Extrait

Politique Internationale - Quelles furent vos premières pensées en prenant possession du bureau de Vergennes ?
Philippe Douste-Blazy - Une émotion et un mot. Une émotion, en songeant aux ombres immenses qui avaient hanté ce lieu. Un mot, de Turgot : " La grâce se reçoit avec un mouvement de recul, mais ne se refuse jamais " ! Mais j'ai pensé, aussi, qu'il n'existe pas de limites à ce que la volonté peut accomplir.
P.I. - Une question pour vous situer : quels sont les dirigeants politiques qui vous inspirent le plus de respect ?
Ph. D.-B. - En voici quatre, tels qu'ils me viennent à l'esprit : Ariel Sharon parce qu'il a su s'opposer, douloureusement, à une partie de son propre camp pour inscrire ses convictions dans la réalité et faire un premier pas vers la paix ; Helmut Kohl, pour son œuvre européenne ; Simone Veil, pour l'exemplarité de son parcours et sa dimension éthique ; Mahmoud Abbas, enfin, pour la confiance qu'il a su commencer à tisser entre Palestiniens et Israéliens.

Série d'exercices
A. Selon l'extrait, pour quelle raison Philippe Douste-Blazy cite-t-il Helmut Kohl parmi les dirigeants qui lui inspirent le plus de respect ?
B. Traduisez en anglais la phrase suivante de l'extrait : « Mais j'ai pensé, aussi, qu'il n'existe pas de limites à ce que la volonté peut accomplir. »

Lignes de données
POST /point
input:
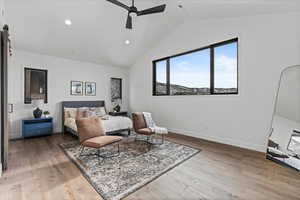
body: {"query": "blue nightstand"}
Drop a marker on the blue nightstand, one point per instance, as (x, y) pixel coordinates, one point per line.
(37, 127)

Corrigés par exercice
A. Pour son œuvre européenne.

B. But I also thought that there are no limits to what willpower can achieve.